## Available data
* * * * *
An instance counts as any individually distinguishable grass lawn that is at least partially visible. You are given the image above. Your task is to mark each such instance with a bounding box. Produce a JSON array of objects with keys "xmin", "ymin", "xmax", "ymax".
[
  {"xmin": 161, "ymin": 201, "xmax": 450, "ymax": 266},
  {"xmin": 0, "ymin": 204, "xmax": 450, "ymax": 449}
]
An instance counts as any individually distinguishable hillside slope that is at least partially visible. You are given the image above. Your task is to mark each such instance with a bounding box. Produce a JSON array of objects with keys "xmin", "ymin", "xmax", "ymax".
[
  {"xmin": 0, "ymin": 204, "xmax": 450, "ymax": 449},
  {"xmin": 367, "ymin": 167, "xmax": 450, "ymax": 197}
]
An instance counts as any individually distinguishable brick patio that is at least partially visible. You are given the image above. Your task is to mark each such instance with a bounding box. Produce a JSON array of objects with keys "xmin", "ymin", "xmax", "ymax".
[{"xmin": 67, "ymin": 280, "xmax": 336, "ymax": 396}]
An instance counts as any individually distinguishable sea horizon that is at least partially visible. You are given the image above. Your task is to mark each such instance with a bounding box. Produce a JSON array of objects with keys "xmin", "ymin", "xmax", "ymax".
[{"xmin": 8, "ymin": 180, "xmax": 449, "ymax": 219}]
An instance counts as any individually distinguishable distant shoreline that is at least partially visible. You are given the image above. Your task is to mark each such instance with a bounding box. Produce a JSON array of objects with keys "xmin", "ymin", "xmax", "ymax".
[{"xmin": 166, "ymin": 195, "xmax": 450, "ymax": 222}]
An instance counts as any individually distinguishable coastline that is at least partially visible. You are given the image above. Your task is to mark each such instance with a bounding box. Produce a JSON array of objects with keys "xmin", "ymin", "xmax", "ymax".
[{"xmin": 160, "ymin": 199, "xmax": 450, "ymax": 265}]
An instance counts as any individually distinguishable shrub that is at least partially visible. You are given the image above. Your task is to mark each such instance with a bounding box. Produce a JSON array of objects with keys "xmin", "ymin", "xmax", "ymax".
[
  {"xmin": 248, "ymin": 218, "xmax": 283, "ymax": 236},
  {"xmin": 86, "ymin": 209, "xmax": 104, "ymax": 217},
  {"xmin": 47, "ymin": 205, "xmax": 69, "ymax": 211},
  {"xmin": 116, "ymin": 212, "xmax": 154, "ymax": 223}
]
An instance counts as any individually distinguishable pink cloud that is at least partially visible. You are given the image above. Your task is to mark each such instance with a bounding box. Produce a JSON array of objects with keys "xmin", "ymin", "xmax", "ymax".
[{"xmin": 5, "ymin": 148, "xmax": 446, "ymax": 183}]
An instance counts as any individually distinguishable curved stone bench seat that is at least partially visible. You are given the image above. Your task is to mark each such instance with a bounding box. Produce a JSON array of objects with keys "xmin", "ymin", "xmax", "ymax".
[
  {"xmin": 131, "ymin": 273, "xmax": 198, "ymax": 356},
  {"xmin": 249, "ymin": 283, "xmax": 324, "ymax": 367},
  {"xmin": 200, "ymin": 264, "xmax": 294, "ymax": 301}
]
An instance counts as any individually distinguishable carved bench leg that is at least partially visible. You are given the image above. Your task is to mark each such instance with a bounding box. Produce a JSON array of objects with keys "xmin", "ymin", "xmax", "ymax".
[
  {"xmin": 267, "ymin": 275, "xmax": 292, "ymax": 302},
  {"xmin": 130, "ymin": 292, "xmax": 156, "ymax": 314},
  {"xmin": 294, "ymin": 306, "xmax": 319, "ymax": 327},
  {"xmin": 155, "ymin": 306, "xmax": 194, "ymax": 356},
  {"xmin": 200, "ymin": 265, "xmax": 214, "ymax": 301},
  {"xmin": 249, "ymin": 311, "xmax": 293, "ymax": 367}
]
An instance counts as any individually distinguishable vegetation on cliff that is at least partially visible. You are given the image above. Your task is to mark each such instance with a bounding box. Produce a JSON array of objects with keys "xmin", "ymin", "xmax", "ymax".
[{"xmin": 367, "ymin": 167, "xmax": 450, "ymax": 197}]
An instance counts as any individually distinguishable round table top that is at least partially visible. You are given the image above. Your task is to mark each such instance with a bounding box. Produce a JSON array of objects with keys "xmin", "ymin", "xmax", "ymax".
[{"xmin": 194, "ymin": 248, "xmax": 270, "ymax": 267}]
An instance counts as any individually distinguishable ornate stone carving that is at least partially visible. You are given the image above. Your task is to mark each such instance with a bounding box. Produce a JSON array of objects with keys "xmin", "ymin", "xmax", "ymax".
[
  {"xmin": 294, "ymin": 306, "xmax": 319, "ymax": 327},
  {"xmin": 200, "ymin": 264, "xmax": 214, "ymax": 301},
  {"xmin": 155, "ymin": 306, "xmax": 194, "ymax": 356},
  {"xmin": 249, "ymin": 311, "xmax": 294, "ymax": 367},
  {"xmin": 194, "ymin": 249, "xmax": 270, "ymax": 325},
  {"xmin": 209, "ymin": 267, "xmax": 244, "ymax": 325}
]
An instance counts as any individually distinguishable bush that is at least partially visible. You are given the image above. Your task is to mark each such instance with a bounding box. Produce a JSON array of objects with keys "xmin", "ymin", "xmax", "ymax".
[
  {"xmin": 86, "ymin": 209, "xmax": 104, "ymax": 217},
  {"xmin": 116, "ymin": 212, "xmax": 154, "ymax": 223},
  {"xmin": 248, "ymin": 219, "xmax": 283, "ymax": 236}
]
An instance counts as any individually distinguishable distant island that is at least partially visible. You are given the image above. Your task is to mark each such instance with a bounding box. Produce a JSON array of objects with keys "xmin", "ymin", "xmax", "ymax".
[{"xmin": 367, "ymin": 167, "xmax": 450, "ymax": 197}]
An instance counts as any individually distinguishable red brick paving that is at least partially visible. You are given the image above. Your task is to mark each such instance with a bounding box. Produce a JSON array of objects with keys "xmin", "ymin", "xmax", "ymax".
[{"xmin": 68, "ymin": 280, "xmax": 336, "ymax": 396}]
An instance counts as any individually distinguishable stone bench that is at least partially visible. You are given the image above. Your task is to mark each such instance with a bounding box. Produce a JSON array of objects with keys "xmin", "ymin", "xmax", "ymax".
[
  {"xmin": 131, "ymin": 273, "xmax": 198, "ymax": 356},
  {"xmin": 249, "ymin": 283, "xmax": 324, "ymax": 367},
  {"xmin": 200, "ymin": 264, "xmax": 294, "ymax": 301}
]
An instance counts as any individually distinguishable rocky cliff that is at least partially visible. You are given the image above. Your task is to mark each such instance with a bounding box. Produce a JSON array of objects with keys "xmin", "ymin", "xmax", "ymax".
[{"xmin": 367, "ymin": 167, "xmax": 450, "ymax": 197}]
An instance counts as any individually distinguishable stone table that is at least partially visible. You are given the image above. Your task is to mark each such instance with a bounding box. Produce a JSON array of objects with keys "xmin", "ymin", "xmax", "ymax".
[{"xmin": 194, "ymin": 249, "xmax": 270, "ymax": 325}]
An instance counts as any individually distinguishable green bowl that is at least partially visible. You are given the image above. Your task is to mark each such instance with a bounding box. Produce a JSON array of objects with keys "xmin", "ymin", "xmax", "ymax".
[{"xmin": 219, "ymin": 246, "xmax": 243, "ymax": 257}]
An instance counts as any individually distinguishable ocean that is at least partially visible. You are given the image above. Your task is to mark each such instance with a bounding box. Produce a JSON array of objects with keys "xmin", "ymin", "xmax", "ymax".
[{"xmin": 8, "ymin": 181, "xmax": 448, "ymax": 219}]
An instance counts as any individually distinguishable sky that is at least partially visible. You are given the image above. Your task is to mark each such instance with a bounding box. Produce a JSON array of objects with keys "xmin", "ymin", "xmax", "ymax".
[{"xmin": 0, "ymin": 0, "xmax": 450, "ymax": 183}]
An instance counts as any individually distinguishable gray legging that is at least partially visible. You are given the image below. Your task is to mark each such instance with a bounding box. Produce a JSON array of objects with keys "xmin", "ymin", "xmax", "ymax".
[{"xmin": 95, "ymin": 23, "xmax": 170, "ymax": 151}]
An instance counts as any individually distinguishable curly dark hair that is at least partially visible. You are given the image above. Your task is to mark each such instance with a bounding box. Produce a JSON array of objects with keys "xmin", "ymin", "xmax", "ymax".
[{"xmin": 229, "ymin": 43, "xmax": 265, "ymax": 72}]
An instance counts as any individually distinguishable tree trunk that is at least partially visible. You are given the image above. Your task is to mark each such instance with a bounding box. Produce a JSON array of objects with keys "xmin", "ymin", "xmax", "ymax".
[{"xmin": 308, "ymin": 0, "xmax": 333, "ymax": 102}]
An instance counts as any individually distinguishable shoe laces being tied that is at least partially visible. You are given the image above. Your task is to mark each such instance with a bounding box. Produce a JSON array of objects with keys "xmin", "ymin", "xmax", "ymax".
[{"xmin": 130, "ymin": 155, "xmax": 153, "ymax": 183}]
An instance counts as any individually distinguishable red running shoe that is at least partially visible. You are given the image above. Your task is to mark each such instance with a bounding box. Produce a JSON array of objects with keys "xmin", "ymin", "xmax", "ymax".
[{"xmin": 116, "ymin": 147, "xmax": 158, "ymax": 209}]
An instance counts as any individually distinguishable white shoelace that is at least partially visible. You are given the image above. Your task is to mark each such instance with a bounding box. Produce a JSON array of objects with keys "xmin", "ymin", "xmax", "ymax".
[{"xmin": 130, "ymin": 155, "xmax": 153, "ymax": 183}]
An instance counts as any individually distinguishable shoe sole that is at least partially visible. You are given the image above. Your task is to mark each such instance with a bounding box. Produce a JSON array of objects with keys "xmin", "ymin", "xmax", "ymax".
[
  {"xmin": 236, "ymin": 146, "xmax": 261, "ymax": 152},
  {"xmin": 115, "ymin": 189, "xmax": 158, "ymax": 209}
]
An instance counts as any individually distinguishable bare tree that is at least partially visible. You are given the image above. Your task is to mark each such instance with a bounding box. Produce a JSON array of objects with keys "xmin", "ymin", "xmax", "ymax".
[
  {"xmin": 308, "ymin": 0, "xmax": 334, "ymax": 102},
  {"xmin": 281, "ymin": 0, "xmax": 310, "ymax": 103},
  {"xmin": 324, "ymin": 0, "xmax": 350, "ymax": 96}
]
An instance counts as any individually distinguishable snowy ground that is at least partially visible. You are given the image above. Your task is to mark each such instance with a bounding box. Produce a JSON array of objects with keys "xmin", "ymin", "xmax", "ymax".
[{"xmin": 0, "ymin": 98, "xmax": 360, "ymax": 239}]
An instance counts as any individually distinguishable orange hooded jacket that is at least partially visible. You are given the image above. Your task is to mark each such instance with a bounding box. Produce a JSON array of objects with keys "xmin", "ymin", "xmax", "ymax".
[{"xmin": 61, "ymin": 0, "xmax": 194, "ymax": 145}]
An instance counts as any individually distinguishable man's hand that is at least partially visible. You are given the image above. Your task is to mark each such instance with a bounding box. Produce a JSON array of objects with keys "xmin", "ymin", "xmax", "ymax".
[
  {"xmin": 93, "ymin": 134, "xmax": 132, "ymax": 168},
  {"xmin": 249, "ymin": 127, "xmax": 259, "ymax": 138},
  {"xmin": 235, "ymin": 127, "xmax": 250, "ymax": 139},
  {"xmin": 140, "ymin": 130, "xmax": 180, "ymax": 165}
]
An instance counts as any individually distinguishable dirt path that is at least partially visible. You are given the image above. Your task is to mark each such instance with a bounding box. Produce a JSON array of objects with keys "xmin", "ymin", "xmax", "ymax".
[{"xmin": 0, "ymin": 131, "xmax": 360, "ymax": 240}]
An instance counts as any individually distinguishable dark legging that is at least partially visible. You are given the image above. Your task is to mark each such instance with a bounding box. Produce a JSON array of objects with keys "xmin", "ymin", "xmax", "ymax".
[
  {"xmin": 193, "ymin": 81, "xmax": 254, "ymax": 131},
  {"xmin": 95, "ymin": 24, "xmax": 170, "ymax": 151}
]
* * * * *
## Aim of the exercise
Retype nothing except the lines from the line holding "An instance counts as any individually distinguishable dark" through the last line of the entries, both included.

## Reply
An instance counts as any individually distinguishable dark legging that is at least partially visible. You are given the image above. Your task is to mark each such instance with a bounding box. Produce a JSON array of objects with keys "xmin", "ymin", "xmax", "ymax".
[
  {"xmin": 193, "ymin": 81, "xmax": 254, "ymax": 131},
  {"xmin": 95, "ymin": 24, "xmax": 170, "ymax": 151}
]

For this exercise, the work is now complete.